DATA SECTION:
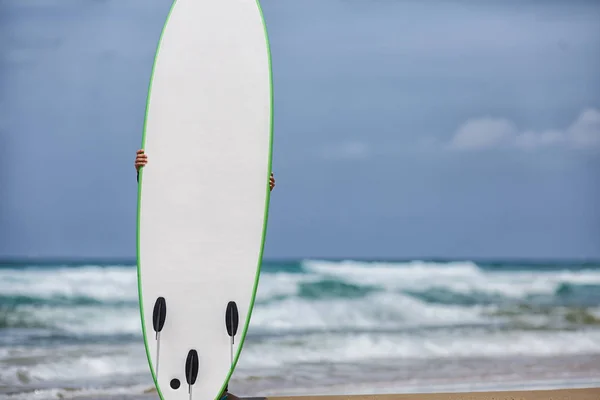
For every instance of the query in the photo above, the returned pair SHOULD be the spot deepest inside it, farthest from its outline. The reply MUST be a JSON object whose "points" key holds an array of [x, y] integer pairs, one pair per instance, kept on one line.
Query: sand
{"points": [[562, 394]]}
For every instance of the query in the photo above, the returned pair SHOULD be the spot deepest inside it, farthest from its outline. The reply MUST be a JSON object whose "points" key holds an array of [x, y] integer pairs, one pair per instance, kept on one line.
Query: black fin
{"points": [[232, 318], [159, 314], [191, 367]]}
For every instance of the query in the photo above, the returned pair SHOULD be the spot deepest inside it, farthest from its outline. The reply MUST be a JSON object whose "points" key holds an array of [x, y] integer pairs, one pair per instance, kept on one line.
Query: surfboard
{"points": [[203, 196]]}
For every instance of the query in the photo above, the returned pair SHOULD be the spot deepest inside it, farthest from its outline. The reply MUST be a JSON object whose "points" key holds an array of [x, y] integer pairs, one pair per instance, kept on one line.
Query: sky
{"points": [[410, 129]]}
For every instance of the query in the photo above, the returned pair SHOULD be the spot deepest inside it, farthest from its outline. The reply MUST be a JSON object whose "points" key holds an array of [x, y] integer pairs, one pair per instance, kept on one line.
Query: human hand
{"points": [[141, 159]]}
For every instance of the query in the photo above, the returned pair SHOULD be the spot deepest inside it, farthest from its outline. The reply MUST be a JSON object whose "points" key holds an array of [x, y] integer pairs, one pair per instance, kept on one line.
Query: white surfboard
{"points": [[203, 196]]}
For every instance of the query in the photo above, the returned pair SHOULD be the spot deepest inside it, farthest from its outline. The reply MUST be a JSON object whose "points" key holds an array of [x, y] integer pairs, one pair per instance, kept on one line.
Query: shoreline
{"points": [[592, 393]]}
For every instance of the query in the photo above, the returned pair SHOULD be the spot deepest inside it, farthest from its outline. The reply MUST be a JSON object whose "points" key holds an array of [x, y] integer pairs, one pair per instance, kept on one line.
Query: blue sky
{"points": [[402, 129]]}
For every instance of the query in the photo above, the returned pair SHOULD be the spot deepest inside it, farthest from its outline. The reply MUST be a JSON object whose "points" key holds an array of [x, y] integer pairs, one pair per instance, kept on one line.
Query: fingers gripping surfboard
{"points": [[203, 196]]}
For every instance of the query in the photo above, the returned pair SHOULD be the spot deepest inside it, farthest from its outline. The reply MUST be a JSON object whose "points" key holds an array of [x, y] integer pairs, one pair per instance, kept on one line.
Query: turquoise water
{"points": [[73, 329]]}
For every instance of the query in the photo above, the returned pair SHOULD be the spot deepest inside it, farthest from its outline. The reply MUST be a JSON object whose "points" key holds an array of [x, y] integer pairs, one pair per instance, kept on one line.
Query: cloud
{"points": [[350, 150], [483, 133], [487, 132]]}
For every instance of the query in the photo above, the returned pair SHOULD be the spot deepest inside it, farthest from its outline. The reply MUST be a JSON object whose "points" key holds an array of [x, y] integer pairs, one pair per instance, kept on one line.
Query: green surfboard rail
{"points": [[242, 338]]}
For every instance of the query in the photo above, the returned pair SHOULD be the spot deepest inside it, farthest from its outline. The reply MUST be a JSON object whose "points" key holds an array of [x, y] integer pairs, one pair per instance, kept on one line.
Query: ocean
{"points": [[319, 327]]}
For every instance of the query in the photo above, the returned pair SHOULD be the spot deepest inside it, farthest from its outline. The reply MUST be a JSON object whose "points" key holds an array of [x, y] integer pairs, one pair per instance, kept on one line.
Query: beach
{"points": [[321, 328]]}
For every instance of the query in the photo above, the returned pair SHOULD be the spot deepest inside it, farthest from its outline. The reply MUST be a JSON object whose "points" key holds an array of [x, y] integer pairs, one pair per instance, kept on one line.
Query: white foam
{"points": [[459, 277], [338, 348], [100, 283]]}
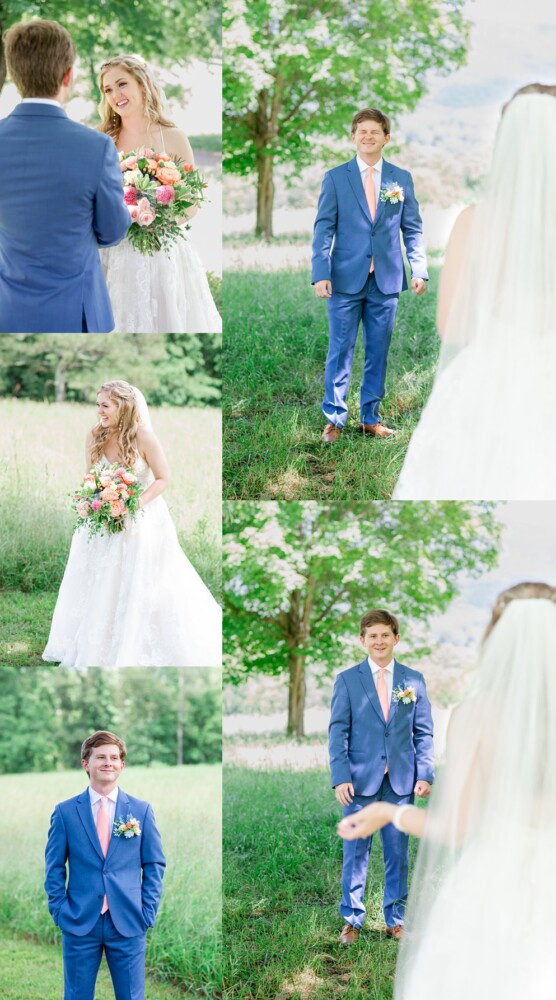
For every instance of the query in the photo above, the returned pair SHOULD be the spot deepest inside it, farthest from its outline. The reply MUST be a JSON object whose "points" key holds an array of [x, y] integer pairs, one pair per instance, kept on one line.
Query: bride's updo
{"points": [[111, 121], [128, 419], [519, 592]]}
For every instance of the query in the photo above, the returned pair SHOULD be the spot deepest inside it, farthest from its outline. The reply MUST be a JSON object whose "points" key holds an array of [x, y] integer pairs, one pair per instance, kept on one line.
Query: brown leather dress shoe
{"points": [[395, 932], [349, 934], [331, 433], [376, 430]]}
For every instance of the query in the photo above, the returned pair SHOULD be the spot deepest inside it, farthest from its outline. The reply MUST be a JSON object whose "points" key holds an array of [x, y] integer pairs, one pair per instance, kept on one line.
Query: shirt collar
{"points": [[95, 796], [41, 100], [365, 166], [375, 667]]}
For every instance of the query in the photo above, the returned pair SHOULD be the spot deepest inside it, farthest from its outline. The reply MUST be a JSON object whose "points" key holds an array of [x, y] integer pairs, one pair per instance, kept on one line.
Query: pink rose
{"points": [[168, 175], [145, 214], [165, 194], [130, 163]]}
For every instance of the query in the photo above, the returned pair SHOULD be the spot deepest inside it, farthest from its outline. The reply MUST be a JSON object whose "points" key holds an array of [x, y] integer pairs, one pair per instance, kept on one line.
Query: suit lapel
{"points": [[397, 681], [85, 814], [354, 175], [122, 803], [385, 178], [370, 689]]}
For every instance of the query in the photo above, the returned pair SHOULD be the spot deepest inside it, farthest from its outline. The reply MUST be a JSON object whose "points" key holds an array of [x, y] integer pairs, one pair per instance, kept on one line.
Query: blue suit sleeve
{"points": [[423, 736], [338, 733], [111, 218], [412, 230], [56, 856], [153, 864], [324, 230]]}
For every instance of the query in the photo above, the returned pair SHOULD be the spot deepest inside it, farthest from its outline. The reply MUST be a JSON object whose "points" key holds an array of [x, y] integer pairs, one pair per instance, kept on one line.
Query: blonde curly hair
{"points": [[519, 592], [111, 121], [128, 420]]}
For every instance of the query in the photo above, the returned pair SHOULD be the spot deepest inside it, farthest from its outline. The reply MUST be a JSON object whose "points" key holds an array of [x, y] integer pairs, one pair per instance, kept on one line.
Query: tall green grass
{"points": [[282, 872], [184, 947], [274, 354]]}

PROBLEM DESCRIPTION: Reproduce all of the records above word for word, leaving out the pictures.

FULL OUTPUT:
For every instance of the query in the photo above, the returned pair SHOULD be the spot deepest inside it, farthest from its outline. The reply MUST be a JSON object whose "points" key holds an array of [x, y] integer pairs, one pair per instance, kept on one line.
Query: sand
{"points": [[562, 394]]}
For every instance of the query in the photo above, the returned pair SHOULD be the spot deepest inside it, farthest from its outline. The reply MUST be a JSON object whose "points" key holds an array of [x, y] integer pairs, one pair per instance, kept on one line.
Query: black fin
{"points": [[232, 318], [159, 314], [191, 367]]}
For every instance of the query in the photo above, the returned pair SHOULD be the spot deepest inside it, farthest from its outline. The reply MUST be a JSON object whose "points" key holds an array of [x, y] integer pairs, one pair per instance, kept on one line.
Query: surfboard
{"points": [[203, 196]]}
For every instance of the query in the photo above, the returned pair SHOULD be the spot deepest inside it, farthest from its outline. The reply MUST be a JSON object whose "points" key holds an array of [x, y] integer pairs, one pair per instance, kept on one line.
Query: sky
{"points": [[410, 129]]}
For every instance of the query in the photo above, the returned pair SHOULD be the spot deepest inside it, farthest from its outline. The reply MUST be a JSON object whose "points" key holds an array of [x, y] integer pairs, one pair per instance, kept on one line.
Query: human hand
{"points": [[141, 159]]}
For every instance of the query in the photo above, the returned pair SHOULD be the spot deepest inside it, farthest from its outline. The reply MUST be a JSON object whose "points" key holds an array of [x, y] integer pairs, one pair per instance, kept on one line.
Query: white surfboard
{"points": [[203, 196]]}
For every instance of the query in the photo above, the returned pair SHOULD be the spot deepest inside it, farthest from its outline. The reply MUST be a JSON object whose "points" key holds an array of [x, y] integer pairs, one pair per instance, kept on one line.
Query: shoreline
{"points": [[592, 393]]}
For every instance of the query in the photo above, the returned pair SHOULD be the spot deepest inside it, farthest from its outline. The reply MUST be a JSON object whose "points" key holds an array of [x, y] integer pairs, one pair per instance, kept on one line.
Query: blue sky
{"points": [[402, 129]]}
For every instance of the query in the photo above, the returned pair SHOULD be the spot deepest inside it, farthest from its outline. The reply MUST be a JSON object whose "points" key holds an array of [x, y] integer pairs, one pair per instance, kept on one line.
Query: fingers gripping surfboard
{"points": [[203, 196]]}
For every instance of the query in the photo above, the returned pair SHOULD be the spot deepest inside it, farthest from its outline. The reply MUST be a JSON object whose "points" key holds an array of [x, y] integer pairs, one pair per instance, kept on one line.
Query: turquoise water
{"points": [[73, 329]]}
For every instance of the query in the photo above, the returned pair SHOULD be the spot deepest inside it, farthest from its outline. The reply MUST be a JSON object whose "points" key holds an array of [x, y] integer pairs, one pair per instance, kept on one line.
Query: cloud
{"points": [[350, 150], [483, 133], [487, 132]]}
For every instance of the query in the photo above, the returned pair SHOULD be the spot deepest inside it, farthest from its outline. The reply MUST be a JSON object whose "points" key holds an array of [x, y] integer pairs, one pair per instance, kept on one line.
Query: green surfboard rail
{"points": [[242, 338]]}
For every instance of the query in the photo above, the returned pair SHOULD be the spot deepest inside it, farthest from its outline. The reply MUST be a JSON object whose "points" key holds an array of [x, y] integer pairs, one pair per instance, kept on one line.
Query: ocean
{"points": [[319, 327]]}
For every instance of the query in the photo above, the returned pair SHOULD be the spot deepest inside it, farthest from its outline. The reply MUST be a JSON object whose "points" key holds an array of [x, y] integer pairs, one pair per instance, kept on one line.
Query: beach
{"points": [[321, 328]]}
For every instance of the query in the photo above, the returned pair SHOULD be the spot deepest inside it, farthest from its outline. The reply MUST be a JSON object whose "points" key holds an array of [x, y] integer pairs, one pair per instance, kept on one line.
Query: white foam
{"points": [[459, 277], [338, 348], [100, 283]]}
For every instance of the query in the photo above, the returned pair SHOULD be the spot deepest inside it, farthest from its outline. The reply MUST be a JSON object whose "points" key holds an array of [x, y] integer pairs, one pair per instance, kept on one line.
Query: bride's updo
{"points": [[111, 121], [128, 419], [519, 592]]}
For every instance of the query in the photo above, the returned pair SHOULD be the spot deepest inside it, farthest from its outline. The reply MUST be a JSON object whose "points" key holds an array of [x, y] integer pairs, one pair per instance, kept on one line.
Query: brown leather dress shoe
{"points": [[395, 932], [349, 934], [331, 433], [376, 430]]}
For every instance of the query in the photo above, the returned pair SHOULD be the spot deepest inside it, farthest from its outline. The reply MUST be a JSON object whose "points" key holds an array of [x, y] integer pairs, one pair per instance, kept on one line.
Query: shirt collar
{"points": [[95, 796], [41, 100], [365, 166], [375, 667]]}
For every instance of the query in the photo above, the returned pair SHOULD be the spot deepest inside it, farthest from its outline. The reply MUST be a JSON object whose "points" key holds an array of [x, y] integer pairs, one pair per instance, kept on one line.
Query: pink rose
{"points": [[168, 175], [145, 214], [165, 194], [130, 163]]}
For every instance of the query in the photo above, the returned pair SHOULD be the spot deepest inside it, farthest from its outline. The reply MUST be a JSON object whose "points" key holds an array of [x, y] integer pairs, one pair per instance, kept on one line.
Query: suit lapel
{"points": [[397, 681], [85, 814], [354, 175], [122, 803], [385, 178], [370, 689]]}
For every instance of the query in the photo above, the returned pair SHOULD be the spot deepest inside it, farthest from its outline. The reply MUST be a JSON object whose "points" key holds an array of [x, y] integer pairs, one pair per instance, kept on one line.
Query: blue suit sleeve
{"points": [[423, 736], [338, 733], [111, 218], [412, 230], [56, 856], [153, 864], [324, 230]]}
For every instance of the query in the photo above, the returned pair SHOULD be the spot deepest inside it, farthest from its outline. The reply MUST be a JSON object whose "points" key holds an array of [x, y] integer pairs, one pair per instance, kept on one line.
Query: blonde curly hair
{"points": [[519, 592], [111, 121], [128, 420]]}
For every instance of the query in the photo above, the returned pair SHOULD be the spot deepest inside it, farthest from its outline. The reply MUST be a JSON object whose "points" key holds an array of [x, y] integer pairs, one pair per instance, kept on one line.
Query: tall green grass
{"points": [[282, 872], [184, 947], [274, 354]]}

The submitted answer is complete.